* TO DO:
Scan the material for "Write". Copy every line it appears in.

* SUPPLIED DATA:
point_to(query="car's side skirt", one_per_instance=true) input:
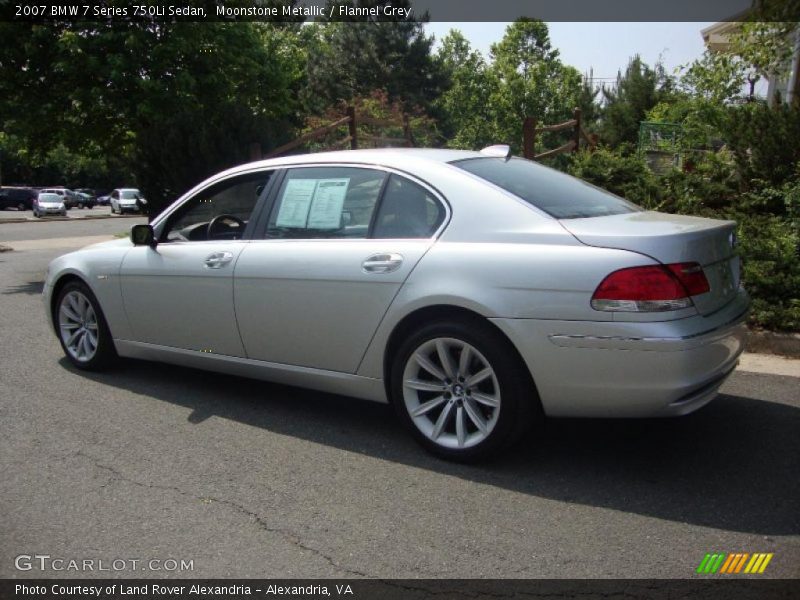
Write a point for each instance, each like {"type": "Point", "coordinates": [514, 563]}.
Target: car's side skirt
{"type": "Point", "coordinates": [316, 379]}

==

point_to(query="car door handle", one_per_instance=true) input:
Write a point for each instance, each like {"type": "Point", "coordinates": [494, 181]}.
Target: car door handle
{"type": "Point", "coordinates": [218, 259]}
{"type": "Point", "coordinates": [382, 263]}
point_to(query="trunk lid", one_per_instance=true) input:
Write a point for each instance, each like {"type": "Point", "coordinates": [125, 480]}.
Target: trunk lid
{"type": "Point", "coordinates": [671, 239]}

* EXERCISE OUTPUT:
Write a point for each instance, each like {"type": "Point", "coordinates": [514, 563]}.
Write a point for each instance, each like {"type": "Point", "coordinates": [494, 181]}.
Write a point for each instance, each like {"type": "Point", "coordinates": [125, 480]}.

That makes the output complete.